▶ ЗАДАНИЕ:
Изложите отрывок о посещении Антона Павловича в двух предложениях.

▶ ТЕКСТ ДЛЯ РАЗБОРА:

В комнате Антона Павловича все было чисто прибрано, светло и просто – немножко как у больных. Пахло креозотом. На столе стоял календарь и веером вставленные в особую подставку много фотографий – портреты артистов и знакомых. На стенах были тоже развешаны фотографии – тоже портреты, и среди них – Толстого, Михайловского, Суворина, Потапенки, Левитана и других.
В комнату вошла Марья Павловна и сказала, что прислуга-кухарка заболела, лежит, что у ней сильная головная боль. Антон Павлович сначала не обратил на это внимания, но потом внезапно встал и сказал:
– Ах, я и забыл… Ведь я доктор… Как же, я ведь доктор. Пойду, посмотрю, что с ней…
И он пошел на кухню к больной. Я шел за ним и, помнится, обратил внимание на его поддавшуюся под натиском болезни фигуру: он был худ, и его плечи, остро выдаваясь, свидетельствовали об обессиливавшем его злом недуге…
Кухня была в стороне от дома. Я остался на дворе с журавлем, который опять танцевал и так развеселился, подпрыгивая, что расправил крылья, полетел ввысь, сделал круг над садом и опять опустился передо мной.
– Журка, журка!.. – позвал я его, и он близко подошел ко мне и боком смотрел своим острым глазом, вероятно, дожидаясь награды за искусство. Я подал ему пустую руку. Он посмотрел и что-то прокричал… Что? Вероятно – «мошенник!» или еще что-нибудь худшее, так как я ничего ему не заплатил за представление.
После я показал Антону Павловичу бывшие со мной только что написанные в Крыму свои вещи, думая его немножко развлечь… – это были, ночью спящие, большие корабли… Он попросил меня оставить их у себя.

▶ ДАННЫЕ ДЛЯ АНАЛИЗА:
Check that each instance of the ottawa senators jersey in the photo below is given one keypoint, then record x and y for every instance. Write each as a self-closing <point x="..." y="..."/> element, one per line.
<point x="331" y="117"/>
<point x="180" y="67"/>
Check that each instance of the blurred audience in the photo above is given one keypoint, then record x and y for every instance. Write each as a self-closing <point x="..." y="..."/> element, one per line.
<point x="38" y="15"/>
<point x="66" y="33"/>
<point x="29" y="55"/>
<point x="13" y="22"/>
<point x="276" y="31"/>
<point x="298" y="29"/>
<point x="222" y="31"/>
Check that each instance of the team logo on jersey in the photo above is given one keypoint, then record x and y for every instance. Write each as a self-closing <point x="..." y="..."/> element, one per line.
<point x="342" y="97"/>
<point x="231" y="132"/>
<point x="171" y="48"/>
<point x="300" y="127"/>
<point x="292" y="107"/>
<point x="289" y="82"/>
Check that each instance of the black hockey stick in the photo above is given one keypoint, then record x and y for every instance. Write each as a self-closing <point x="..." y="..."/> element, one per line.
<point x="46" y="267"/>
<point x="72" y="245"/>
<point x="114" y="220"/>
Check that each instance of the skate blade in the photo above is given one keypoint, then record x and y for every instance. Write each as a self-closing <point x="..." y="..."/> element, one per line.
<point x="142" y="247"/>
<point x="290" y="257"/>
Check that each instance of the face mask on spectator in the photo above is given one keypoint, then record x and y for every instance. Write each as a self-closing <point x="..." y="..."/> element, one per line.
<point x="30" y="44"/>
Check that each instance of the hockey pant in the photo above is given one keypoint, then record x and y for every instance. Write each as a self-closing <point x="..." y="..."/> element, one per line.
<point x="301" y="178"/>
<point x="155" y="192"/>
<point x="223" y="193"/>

▶ ОТВЕТ:
Комната Антона Павловича была чисто прибрана, светла и проста, в ней пахло креозотом, а на столе и на стенах были фотографии: портреты артистов, знакомых, Толстого, Левитана и других. Узнав от Марьи Павловны, что заболела кухарка, он вспомнил, что он доктор, и пошел к ней на кухню, а позже ему показали только что написанные в Крыму вещи (ночью спящие большие корабли), и он попросил оставить их у себя.